_Given request_:
Answer these questions about the Thai Vegan review below.
(a) Which three dishes at Thai Vegan exceeded expectations?
(b) How many vegan restaurants will be showcased, and in what area?
(c) Which film character does the writer of the closing paragraphs compare themselves to?

_Extract provided_:
Vegan Ventures: Thai Vegan
Thai Vegan in Santa Monica exceeded expectations with its massaman curry, fresh vegetable tofu rolls and pad thai with tofu. The consistency of the tofu and the texture of the kabocha squash was such that the dishes would have, in fact, been ruined by the addition of meat. (Angie Wang/Daily Bruin senior staff)
April 10, 2016 11:23 p.m.
To highlight the delicious perks of her vegan lifestyle, Daily Bruin staffer Alejandra Reyes-Velarde showcases 10 diverse vegan restaurants in the West Los Angeles area. She will be joined by Daily Bruin staffer William Thorne to bring a meat-eating perspective to vegan cuisine. They will alternate reviewing a restaurant each week.
Before embarking on this vegan venture with Alejandra, I must admit we are two very different adventurers.
I would liken Alejandra to Indiana Jones: daring, confident and resolute in her veganism. Meanwhile I am more like Russell from Disney-Pixar’s “Up” – naive and excitable, yet cautious to come along for the ride.

_Data extract_:
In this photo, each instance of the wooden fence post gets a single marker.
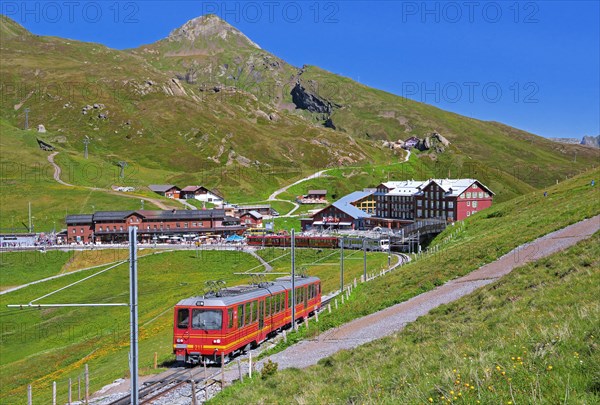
(222, 370)
(240, 370)
(87, 384)
(250, 365)
(194, 402)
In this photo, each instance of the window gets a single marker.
(207, 319)
(248, 314)
(183, 317)
(240, 316)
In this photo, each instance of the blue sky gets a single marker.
(531, 65)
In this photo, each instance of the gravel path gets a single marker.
(393, 319)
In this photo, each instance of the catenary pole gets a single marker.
(342, 264)
(364, 259)
(293, 297)
(133, 306)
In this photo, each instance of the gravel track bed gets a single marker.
(384, 322)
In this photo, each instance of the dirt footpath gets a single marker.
(393, 319)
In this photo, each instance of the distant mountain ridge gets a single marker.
(593, 141)
(206, 105)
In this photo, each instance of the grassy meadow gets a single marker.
(483, 238)
(531, 337)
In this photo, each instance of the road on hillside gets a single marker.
(58, 171)
(273, 197)
(393, 319)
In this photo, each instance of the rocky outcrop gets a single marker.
(593, 141)
(433, 141)
(305, 100)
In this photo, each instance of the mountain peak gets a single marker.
(208, 27)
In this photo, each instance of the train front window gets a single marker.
(183, 317)
(207, 319)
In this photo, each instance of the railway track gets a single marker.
(154, 390)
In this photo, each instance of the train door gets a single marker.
(261, 315)
(305, 296)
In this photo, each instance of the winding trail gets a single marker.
(58, 172)
(393, 319)
(273, 196)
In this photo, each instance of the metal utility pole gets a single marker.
(122, 165)
(133, 306)
(293, 246)
(86, 141)
(364, 259)
(342, 264)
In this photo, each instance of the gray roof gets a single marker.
(254, 214)
(166, 215)
(345, 204)
(79, 219)
(162, 188)
(233, 295)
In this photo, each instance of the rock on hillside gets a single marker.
(207, 27)
(591, 141)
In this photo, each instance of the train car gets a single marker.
(232, 320)
(330, 242)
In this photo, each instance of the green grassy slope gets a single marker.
(60, 340)
(531, 337)
(375, 114)
(484, 238)
(174, 128)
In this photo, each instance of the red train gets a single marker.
(237, 318)
(330, 242)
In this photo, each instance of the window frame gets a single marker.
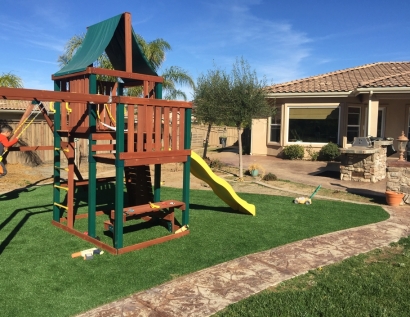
(354, 125)
(275, 124)
(309, 106)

_Solution_:
(a) Massaman curry, fresh vegetable tofu rolls, and pad thai with tofu.
(b) 10 restaurants in the West Los Angeles area.
(c) Russell from Disney-Pixar's "Up".